» What is being asked: Update the rows below by changing "thickest" to "widest" wherever it occurs, leaving everything else as it is.

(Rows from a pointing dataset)
___
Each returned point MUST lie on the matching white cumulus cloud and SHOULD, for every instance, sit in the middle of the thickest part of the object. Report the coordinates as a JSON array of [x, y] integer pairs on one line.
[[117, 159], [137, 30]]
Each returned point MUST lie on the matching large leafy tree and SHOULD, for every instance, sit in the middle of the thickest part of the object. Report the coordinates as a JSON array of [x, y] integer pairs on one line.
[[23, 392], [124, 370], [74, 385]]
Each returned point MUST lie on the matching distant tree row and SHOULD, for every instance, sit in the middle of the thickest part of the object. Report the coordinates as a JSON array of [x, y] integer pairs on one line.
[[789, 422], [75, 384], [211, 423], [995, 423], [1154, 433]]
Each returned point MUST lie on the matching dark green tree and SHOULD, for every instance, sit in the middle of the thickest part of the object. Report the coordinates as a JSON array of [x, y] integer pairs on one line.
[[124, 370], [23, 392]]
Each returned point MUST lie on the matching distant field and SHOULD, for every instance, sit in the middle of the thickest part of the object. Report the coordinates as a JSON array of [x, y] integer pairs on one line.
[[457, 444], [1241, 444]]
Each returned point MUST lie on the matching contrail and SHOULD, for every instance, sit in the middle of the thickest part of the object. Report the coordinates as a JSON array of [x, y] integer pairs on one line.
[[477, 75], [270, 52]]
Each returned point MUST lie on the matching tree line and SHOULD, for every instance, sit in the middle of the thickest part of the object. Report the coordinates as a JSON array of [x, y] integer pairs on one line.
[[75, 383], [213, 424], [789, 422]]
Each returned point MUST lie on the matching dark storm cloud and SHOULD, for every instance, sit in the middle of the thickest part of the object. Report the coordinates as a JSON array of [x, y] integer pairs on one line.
___
» Task result:
Each returned point MUST lie on the matching white cumulus cloud and SHOULD, for every instance, sit in the middle of the widest part of the object. Report the coordinates as a JSON array of [x, y] integer pairs on one line.
[[117, 159], [137, 30]]
Each returned point MUST lie on the matching large leafy tree and SHOULD, for every instance, sit in the middle of the widest part of the object. Report the coordinates as a JSON array of [x, y] integer pairs on one line.
[[23, 392], [124, 370], [74, 385]]
Each returned point MUST lie on the matching distant tree row and SHOULD, for every instance, sit in the middle of the widest part of the object. Report the coordinates as a JSON array of [x, y] integer pairs on one line.
[[789, 422], [75, 384], [211, 423], [995, 423], [1154, 433]]
Each returned point MUST lie on the matching dark green tree and SHOULD, for every instance, sit in the middle of the widest part of the object. Report the coordinates as a JSON array of [x, y] integer pairs on one line.
[[124, 370], [23, 392]]
Each returned point MUST lie on the matching distant field and SHOULD, for every instance, sit in the middle of the widest part of the object. Report the coordinates as a JSON array of [x, y] integer pairs on one line.
[[457, 444], [1241, 444]]
Each returned point MUST lie on the matching contrail and SHOULD, for every instance, sit in the middle of the widest part of the object. Report the coordinates as a JSON array of [x, y] integer pairs on one line.
[[477, 75], [270, 52]]
Each returned point MUST lie on the matching tree line and SHOULD, for every instance, sit in the middle of the widest part of the object. Report the coordinates as a JSON array of [x, y] integer pairs on one line.
[[75, 383], [213, 424], [789, 422]]
Each returned point MUST lie on the matching dark storm cloud and SHOULD, for every instance, sit in the middle of the widest part of the object. Report the coordinates as a JSON array of [x, y] integer pairs on one line.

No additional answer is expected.